Region pointing data:

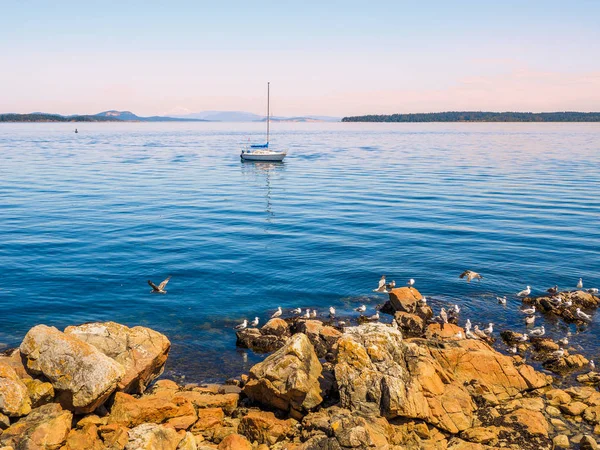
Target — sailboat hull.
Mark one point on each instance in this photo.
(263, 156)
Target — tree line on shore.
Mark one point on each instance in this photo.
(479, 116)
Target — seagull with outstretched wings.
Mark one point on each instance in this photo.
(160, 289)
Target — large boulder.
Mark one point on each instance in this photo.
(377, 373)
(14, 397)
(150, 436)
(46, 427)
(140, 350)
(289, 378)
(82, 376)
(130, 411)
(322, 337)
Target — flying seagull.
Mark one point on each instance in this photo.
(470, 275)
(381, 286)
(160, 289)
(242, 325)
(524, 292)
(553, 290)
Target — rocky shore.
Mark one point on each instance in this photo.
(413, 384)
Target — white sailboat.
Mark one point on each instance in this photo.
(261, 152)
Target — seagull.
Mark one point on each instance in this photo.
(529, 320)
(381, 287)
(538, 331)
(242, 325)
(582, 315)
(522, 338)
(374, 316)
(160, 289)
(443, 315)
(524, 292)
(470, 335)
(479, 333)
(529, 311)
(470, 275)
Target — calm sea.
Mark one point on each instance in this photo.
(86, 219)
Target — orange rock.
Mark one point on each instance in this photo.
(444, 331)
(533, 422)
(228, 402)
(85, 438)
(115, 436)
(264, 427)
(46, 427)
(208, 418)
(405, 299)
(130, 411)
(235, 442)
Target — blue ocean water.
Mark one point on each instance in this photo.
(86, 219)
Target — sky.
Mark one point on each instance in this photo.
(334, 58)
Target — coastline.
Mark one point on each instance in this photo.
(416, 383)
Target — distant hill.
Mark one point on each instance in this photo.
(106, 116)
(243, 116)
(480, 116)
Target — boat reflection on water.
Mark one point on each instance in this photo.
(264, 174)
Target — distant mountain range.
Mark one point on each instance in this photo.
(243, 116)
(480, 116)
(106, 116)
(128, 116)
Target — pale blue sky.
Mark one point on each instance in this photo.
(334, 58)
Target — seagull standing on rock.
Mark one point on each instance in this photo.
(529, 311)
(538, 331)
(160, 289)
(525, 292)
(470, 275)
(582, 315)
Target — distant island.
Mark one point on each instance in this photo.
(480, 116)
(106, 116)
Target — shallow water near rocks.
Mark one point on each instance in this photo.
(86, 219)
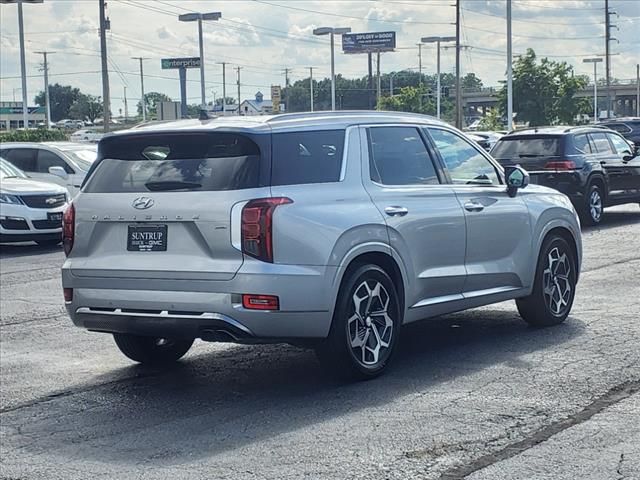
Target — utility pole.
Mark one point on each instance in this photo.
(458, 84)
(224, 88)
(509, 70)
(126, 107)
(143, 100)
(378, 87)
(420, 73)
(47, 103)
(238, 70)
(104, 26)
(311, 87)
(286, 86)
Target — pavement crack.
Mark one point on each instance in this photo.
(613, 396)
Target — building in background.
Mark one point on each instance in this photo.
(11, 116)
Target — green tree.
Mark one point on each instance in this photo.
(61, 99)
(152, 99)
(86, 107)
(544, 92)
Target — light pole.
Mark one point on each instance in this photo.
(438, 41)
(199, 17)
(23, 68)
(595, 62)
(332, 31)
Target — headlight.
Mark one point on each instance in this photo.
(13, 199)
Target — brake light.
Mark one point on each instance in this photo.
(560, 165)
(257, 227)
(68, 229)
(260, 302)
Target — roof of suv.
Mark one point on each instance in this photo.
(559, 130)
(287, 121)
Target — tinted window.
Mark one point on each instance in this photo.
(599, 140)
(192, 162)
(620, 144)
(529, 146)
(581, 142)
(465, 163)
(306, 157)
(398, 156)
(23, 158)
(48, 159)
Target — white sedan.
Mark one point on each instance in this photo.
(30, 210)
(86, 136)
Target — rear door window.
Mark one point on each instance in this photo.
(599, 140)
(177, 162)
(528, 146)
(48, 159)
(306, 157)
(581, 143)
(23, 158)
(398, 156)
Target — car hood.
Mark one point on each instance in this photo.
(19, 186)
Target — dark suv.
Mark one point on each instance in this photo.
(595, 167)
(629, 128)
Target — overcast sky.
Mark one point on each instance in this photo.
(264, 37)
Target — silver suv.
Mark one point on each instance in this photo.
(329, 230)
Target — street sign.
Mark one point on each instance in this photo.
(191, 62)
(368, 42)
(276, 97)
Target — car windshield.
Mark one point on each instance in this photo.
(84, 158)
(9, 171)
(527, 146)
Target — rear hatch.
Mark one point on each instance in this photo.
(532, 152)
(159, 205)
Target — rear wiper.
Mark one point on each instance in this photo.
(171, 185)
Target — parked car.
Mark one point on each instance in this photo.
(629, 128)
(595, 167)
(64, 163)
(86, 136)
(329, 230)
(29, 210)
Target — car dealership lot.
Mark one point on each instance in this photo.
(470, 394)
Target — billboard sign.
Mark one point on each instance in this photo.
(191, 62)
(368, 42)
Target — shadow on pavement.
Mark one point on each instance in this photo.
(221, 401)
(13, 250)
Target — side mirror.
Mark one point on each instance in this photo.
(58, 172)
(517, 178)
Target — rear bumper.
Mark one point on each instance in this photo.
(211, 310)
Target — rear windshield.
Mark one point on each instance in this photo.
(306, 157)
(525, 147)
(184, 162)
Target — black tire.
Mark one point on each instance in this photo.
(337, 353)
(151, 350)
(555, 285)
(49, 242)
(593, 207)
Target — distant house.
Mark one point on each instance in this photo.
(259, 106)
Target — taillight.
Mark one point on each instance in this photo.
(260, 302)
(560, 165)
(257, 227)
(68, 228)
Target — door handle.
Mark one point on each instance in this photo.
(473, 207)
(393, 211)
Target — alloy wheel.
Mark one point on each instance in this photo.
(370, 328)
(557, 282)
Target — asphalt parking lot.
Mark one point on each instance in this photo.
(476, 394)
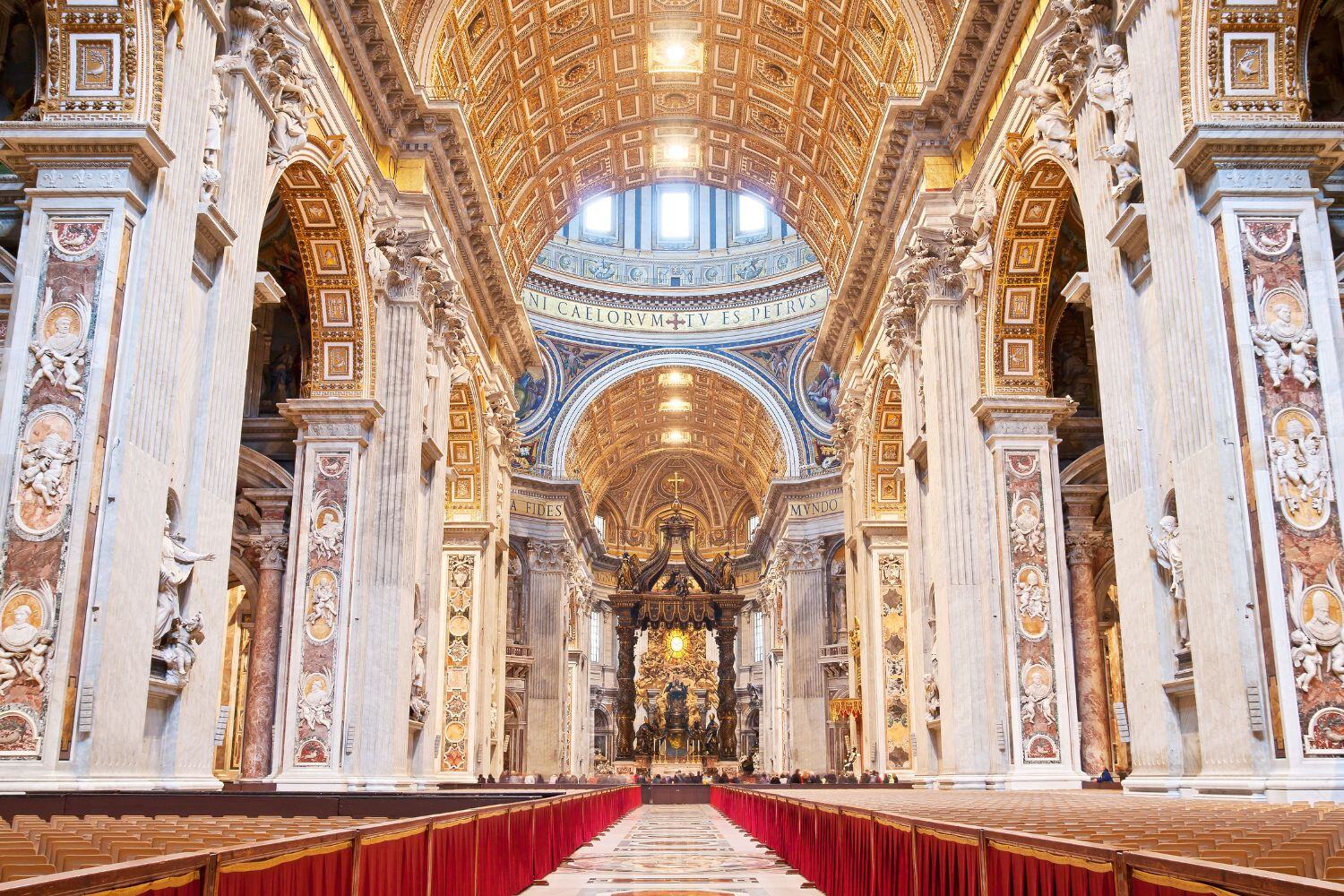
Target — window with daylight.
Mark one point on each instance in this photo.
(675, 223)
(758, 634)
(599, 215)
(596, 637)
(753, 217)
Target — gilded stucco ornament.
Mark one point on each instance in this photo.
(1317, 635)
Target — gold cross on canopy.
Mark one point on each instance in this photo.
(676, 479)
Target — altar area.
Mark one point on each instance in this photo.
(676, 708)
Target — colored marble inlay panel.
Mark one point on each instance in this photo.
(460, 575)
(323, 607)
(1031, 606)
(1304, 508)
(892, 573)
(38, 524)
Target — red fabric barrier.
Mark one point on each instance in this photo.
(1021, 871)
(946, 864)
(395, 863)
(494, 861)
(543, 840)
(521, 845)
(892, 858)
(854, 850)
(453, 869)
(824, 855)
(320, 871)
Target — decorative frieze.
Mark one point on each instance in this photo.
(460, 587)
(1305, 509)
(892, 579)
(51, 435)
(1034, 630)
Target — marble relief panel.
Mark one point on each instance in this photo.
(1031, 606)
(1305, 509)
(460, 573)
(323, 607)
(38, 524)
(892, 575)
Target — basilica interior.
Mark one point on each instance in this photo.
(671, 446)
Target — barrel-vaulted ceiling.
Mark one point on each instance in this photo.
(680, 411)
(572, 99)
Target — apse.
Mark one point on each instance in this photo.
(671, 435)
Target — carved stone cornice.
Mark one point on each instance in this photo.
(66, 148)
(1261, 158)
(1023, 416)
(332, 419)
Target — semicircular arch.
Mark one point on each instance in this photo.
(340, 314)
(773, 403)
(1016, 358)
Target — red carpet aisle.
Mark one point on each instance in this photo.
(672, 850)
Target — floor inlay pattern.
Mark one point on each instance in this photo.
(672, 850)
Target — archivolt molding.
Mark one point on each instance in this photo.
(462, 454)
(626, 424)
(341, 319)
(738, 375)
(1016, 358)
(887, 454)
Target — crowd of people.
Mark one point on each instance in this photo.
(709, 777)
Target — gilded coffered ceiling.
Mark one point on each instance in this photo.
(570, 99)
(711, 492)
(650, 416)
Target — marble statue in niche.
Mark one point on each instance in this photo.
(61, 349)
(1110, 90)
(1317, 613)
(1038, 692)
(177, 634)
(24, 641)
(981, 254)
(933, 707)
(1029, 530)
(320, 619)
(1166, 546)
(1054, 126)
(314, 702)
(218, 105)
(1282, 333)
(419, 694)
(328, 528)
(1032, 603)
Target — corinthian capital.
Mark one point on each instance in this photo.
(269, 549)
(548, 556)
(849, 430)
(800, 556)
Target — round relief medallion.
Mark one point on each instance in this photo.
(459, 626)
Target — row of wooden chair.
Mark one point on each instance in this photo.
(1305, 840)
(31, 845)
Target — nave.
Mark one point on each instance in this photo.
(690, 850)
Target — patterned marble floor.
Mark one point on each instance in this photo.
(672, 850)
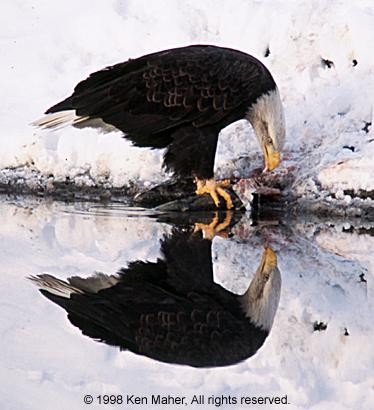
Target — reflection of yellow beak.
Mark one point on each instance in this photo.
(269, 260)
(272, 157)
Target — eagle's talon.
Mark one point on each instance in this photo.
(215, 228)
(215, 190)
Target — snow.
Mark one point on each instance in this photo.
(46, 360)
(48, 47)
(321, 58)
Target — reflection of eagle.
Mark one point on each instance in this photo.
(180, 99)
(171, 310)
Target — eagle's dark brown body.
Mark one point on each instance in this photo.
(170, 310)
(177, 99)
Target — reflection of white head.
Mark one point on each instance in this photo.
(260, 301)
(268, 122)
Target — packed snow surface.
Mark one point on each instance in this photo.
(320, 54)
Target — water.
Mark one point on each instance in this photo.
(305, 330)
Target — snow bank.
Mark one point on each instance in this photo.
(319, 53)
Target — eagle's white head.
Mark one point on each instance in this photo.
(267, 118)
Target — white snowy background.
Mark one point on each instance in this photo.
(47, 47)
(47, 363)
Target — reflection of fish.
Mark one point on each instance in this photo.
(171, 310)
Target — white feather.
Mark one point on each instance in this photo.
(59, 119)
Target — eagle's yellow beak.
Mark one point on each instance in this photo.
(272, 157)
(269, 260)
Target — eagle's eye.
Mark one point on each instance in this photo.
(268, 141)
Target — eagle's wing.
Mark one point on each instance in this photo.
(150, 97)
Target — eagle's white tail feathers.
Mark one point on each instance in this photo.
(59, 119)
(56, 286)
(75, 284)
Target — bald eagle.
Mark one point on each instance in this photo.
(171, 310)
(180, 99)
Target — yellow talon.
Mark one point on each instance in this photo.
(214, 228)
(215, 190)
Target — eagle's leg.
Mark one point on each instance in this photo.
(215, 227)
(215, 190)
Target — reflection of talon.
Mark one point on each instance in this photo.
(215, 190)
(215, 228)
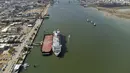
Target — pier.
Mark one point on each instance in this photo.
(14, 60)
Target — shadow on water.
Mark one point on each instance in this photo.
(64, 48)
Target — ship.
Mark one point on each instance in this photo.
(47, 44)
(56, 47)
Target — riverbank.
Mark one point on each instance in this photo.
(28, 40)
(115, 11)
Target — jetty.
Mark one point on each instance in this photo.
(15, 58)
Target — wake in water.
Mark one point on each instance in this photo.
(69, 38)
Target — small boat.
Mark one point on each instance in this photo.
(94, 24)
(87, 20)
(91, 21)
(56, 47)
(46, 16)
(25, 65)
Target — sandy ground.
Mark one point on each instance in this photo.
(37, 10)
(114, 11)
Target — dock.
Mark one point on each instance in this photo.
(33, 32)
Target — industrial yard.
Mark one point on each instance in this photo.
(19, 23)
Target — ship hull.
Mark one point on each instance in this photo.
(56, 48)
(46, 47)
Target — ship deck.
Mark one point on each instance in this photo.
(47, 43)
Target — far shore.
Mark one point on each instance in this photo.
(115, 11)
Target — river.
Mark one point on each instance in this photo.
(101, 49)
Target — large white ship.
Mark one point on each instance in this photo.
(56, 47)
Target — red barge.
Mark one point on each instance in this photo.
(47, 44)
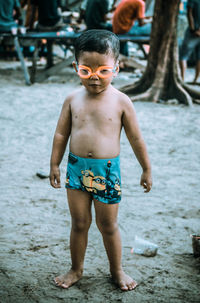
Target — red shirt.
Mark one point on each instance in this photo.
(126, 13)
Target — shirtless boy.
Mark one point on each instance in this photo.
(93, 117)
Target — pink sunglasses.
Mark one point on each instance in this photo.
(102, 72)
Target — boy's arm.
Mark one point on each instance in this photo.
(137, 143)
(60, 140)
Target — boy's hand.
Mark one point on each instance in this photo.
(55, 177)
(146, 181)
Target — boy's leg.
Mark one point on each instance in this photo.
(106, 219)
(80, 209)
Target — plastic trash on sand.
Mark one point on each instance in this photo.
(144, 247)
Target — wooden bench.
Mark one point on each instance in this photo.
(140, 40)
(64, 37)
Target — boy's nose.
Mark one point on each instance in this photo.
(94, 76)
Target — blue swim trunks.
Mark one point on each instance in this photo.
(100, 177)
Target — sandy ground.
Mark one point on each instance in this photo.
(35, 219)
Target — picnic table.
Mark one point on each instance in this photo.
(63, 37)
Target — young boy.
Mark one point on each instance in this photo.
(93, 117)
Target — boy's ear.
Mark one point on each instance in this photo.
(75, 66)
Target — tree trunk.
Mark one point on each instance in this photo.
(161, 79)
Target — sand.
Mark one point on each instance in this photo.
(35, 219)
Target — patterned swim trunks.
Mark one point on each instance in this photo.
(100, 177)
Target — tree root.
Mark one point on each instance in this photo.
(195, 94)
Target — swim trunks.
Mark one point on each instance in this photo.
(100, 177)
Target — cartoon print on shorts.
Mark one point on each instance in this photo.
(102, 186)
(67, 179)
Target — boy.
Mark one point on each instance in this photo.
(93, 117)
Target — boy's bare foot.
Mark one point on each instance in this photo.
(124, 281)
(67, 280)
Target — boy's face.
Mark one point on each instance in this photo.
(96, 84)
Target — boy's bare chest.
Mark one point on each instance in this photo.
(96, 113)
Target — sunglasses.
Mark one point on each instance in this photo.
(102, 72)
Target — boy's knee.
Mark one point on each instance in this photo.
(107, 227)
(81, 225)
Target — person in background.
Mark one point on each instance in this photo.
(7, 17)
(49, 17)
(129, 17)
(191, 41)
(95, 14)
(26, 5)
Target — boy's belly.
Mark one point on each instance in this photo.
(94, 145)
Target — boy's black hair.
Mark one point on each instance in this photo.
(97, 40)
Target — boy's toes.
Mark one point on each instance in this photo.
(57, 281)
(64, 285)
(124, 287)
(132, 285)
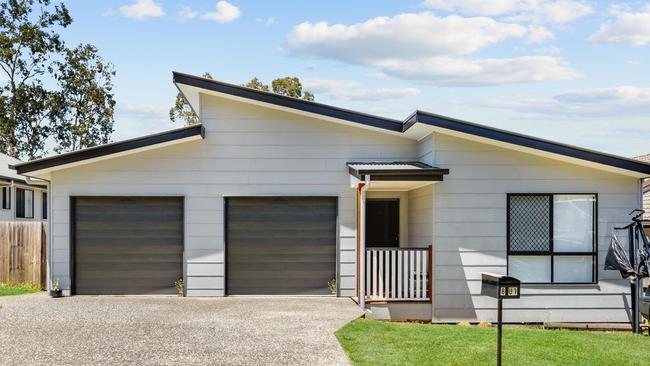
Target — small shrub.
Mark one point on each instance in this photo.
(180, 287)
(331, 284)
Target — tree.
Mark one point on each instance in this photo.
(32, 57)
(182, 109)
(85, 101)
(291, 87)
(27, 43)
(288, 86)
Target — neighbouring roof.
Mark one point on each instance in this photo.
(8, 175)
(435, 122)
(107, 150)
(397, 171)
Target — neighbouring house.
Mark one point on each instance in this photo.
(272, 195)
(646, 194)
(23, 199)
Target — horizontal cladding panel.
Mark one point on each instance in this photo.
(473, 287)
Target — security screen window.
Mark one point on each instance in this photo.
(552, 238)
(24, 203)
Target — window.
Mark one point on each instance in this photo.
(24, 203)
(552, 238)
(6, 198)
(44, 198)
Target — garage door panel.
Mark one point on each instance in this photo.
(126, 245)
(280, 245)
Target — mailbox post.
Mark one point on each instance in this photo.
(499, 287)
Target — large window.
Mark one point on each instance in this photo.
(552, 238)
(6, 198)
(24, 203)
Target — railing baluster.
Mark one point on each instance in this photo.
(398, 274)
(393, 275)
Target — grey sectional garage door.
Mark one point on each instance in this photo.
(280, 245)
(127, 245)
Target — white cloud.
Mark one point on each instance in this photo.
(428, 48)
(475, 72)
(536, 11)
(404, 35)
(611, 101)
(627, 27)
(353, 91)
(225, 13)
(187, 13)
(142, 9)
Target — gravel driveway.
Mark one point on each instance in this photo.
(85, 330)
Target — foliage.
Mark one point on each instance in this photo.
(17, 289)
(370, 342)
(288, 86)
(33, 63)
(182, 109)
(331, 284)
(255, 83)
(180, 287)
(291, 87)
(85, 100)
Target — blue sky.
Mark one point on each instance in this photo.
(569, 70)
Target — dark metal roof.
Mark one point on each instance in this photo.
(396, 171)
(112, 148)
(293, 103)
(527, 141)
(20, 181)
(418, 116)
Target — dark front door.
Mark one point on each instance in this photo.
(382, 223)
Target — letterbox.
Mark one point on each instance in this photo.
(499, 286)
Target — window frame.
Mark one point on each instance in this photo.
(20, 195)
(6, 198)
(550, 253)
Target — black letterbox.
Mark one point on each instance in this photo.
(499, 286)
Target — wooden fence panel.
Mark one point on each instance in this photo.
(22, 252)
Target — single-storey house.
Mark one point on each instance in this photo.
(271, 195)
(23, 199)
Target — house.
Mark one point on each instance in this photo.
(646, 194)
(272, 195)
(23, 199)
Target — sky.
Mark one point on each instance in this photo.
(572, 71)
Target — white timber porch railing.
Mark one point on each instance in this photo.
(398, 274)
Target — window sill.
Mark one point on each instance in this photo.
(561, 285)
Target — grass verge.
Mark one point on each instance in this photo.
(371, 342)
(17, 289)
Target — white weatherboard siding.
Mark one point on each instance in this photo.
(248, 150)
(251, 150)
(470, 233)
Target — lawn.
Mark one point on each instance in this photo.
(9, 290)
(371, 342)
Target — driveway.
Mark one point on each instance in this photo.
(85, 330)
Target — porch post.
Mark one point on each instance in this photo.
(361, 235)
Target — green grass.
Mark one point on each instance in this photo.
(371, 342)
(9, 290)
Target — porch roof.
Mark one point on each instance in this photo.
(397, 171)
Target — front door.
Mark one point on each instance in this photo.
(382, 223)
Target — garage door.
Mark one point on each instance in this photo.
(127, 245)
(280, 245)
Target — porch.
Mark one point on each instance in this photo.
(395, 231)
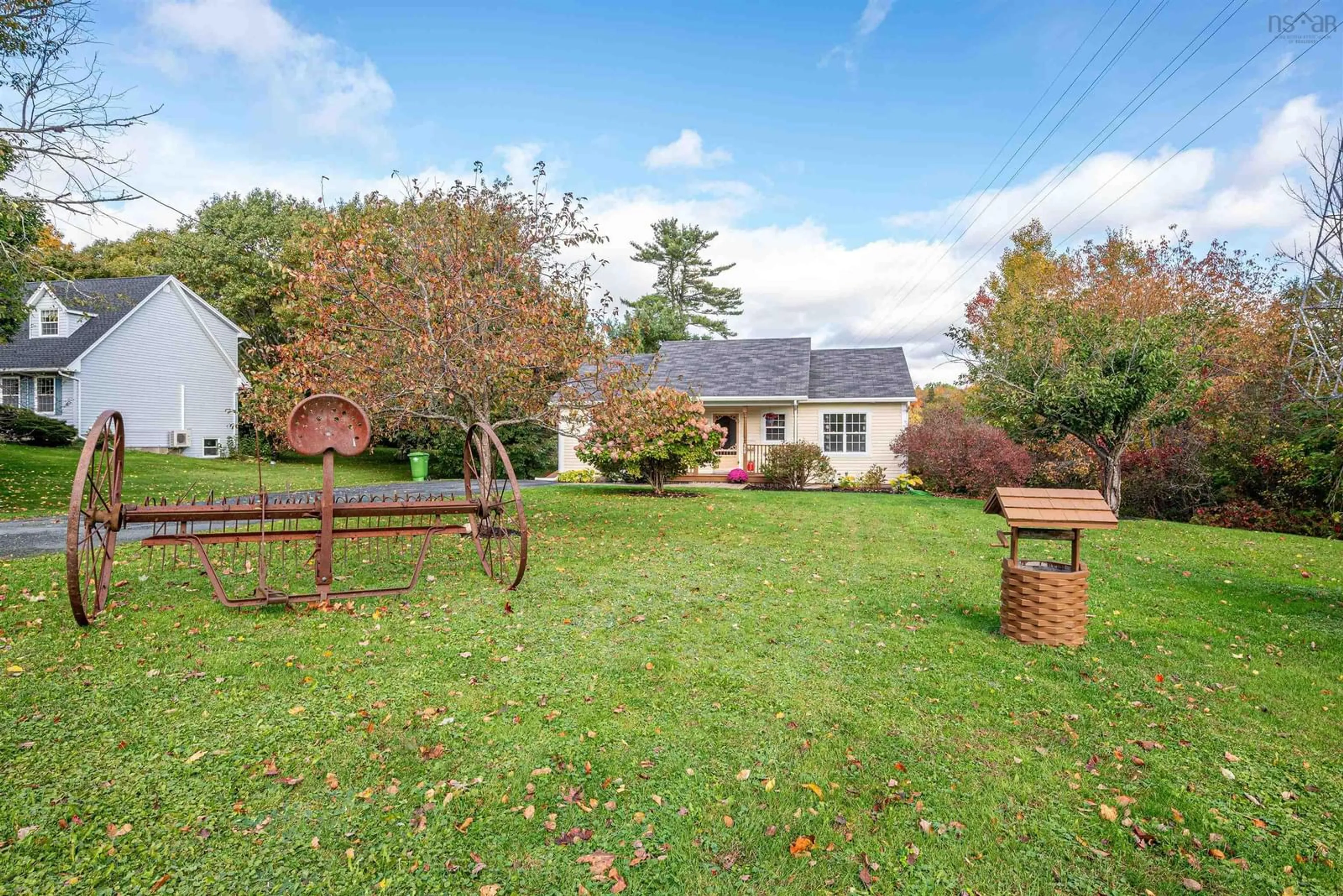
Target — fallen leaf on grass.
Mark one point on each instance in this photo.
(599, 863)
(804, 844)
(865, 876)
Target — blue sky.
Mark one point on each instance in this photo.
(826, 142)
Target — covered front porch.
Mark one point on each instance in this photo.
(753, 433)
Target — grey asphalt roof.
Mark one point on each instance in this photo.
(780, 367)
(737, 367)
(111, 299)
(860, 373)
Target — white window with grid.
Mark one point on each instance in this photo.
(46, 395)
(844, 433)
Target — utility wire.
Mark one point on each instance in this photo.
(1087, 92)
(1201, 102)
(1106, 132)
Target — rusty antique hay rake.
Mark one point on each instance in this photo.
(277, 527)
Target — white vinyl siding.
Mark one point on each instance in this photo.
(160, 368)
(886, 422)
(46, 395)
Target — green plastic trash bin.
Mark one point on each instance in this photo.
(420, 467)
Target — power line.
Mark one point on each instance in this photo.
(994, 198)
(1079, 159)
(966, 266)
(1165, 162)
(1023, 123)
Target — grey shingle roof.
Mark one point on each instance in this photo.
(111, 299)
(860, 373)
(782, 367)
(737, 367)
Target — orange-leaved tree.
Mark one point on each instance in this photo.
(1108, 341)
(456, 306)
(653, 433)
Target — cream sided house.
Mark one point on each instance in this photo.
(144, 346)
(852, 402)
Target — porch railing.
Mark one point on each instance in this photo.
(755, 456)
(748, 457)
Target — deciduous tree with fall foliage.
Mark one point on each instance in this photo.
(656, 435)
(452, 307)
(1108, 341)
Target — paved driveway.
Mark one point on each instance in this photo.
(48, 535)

▶ WORK TO BE COMPLETED
Output, line for line and exactly, the records above from their first line through the one with "Target — large boulder.", both ends included, but no pictures.

▶ RESPONSE TO THIS EXERCISE
Target — sailboat hull.
Mark one point on each instance in this photo.
(263, 156)
Target — tree line on shore.
Mark one point on each instance in this photo.
(479, 116)
Target — seagull with outstretched wings.
Mark one point on each instance in this photo.
(160, 289)
Target — large boulder.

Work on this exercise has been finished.